◆ **DATA LISTING**:
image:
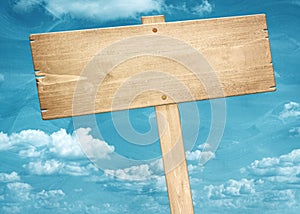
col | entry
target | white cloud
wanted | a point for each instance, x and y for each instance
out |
(12, 177)
(199, 155)
(34, 138)
(231, 188)
(50, 167)
(143, 172)
(49, 199)
(203, 8)
(103, 10)
(291, 109)
(11, 209)
(65, 145)
(95, 148)
(134, 173)
(285, 169)
(36, 143)
(295, 131)
(19, 191)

◆ **PROBLEM STATEMENT**:
Reproduce the material above line for line without any alteration, omitting the picture itself from your copy.

◆ **ANSWER TO THIS TASK**:
image:
col | entry
target | white cloud
wanted | a point for each instance, x and y for each instance
out |
(12, 177)
(199, 155)
(34, 138)
(231, 188)
(50, 167)
(143, 172)
(49, 199)
(203, 8)
(103, 10)
(291, 109)
(11, 209)
(65, 145)
(95, 148)
(134, 173)
(285, 169)
(36, 143)
(295, 131)
(19, 191)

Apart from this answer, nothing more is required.